» **The problem**
Find each line of the listing below that contains the word "yellow" and copy those lines out. Capital and lowercase letters must match.

** Start Input material **

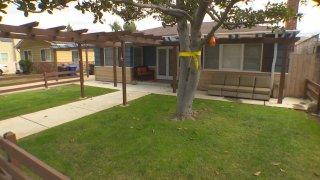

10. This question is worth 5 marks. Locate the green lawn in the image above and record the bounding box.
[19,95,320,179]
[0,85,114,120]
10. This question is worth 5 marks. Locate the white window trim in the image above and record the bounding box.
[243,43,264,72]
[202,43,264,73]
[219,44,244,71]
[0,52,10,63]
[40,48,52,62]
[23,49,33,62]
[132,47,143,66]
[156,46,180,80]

** End Input material **
** Start Input material **

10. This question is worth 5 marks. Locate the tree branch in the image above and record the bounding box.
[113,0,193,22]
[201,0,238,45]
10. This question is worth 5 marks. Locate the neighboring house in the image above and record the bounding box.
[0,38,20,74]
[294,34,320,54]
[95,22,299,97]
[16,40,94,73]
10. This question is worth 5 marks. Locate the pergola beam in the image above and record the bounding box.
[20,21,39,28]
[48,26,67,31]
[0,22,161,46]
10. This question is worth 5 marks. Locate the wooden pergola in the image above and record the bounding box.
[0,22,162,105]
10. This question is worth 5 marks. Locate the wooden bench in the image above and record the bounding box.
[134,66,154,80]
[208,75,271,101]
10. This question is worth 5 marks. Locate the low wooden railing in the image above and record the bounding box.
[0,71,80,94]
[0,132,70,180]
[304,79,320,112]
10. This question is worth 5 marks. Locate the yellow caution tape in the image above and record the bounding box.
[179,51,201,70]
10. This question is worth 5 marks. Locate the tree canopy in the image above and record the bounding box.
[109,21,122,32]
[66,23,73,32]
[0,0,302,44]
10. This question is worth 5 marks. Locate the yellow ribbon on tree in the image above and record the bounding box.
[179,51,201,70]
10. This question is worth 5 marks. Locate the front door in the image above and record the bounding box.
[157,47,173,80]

** End Input material **

» **Complete answer**
10. This question is worth 5 marks. Locate the yellow caution tape in the image above and record the bounding box.
10. This question is worth 5 marks. Locate the yellow ribbon on tree in the image above and record the bounding box.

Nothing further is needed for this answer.